**Source passage**
==================================================

We aren't disagreeing much. In my previous message, I said that a it would
be good to standardize current practice, but that I'd like to see
improvements go on the XML path.

> 
> Having said which, I agree that XML is potentially a better 
> basis for an
> interchange mechanism - at least as regards textual data (I'm 
> not so sure
> how it would cope with non-textual values).

It has provisions for non-text values.

 It has nicer ways 
> of delimiting
> entries and handling attributes, and it can cope with 
> non-ASCII character
> encodings. It would be particularly strong for textual 
> information if the
> major word processors were able to work well in XML-native 
> mode. This is a
> hurdle that they couldn't quite jump for SGML, but perhaps XML is
> sufficiently simpler that they can do it.

Like MS Office 2000? Its native document formats are XML.

> 
> As regards transformation of data from existing 'phone books 
> etc., XML is
> at present much less easy to work with than the LDIF format. This is a
> matter of the right tools being developed (I understand that 
> there are some
> PERL-based ones for SGML which probably work on XML also) and 
> of people
> gaining familiarity with them.
> 
> So perhaps there should be discussion on an XML format, 
> leading to Internet
> drafts and trial implementations, with a standard in prospect 
> in a couple
> of years' time?

I don't think it should take that long. If we were inventing a new
representation, I'd agree. But XML exists, and almost by definition, the XML
representation has to totally preserve the semantics of the ASN.1
representation. That reduces the task to one one of describing the rules for
making said transformations: non-trivial, but clearly easier than both
inventing a new representation _and_ creating such transformation rules.

==================================================

**Exercise set**
1. Answer from the email discussion:
(a) According to the reply, what are the native document formats of MS Office 2000?
(b) Which format is described as being at present much easier than XML for transforming data from existing phone books?
(c) For which markup language could the major word processors not quite manage an XML-native-style mode?
2. Convert everything in the records from the first line down to the line containing "# a ring inside" into a JSON list of strings, one string per line.
The records that follow are unrelated to the email discussion above.

==================================================

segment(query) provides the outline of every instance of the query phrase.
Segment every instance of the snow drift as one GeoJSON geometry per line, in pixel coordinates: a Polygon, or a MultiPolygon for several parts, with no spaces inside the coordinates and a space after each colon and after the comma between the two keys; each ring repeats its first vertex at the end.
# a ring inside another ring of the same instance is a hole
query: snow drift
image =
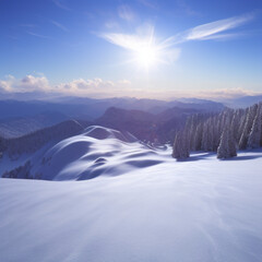
{"type": "MultiPolygon", "coordinates": [[[[159,151],[141,143],[129,132],[98,126],[62,140],[44,154],[33,155],[17,169],[17,178],[84,180],[117,176],[165,162],[159,151]]],[[[4,177],[15,177],[14,171],[4,177]],[[12,174],[12,176],[10,176],[12,174]]]]}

==================================================

**The answers**
1.
(a) XML
(b) LDIF
(c) SGML

2.
[
  "segment(query) provides the outline of every instance of the query phrase.",
  "Segment every instance of the snow drift as one GeoJSON geometry per line, in pixel coordinates: a Polygon, or a MultiPolygon for several parts, with no spaces inside the coordinates and a space after each colon and after the comma between the two keys; each ring repeats its first vertex at the end.",
  "# a ring inside another ring of the same instance is a hole"
]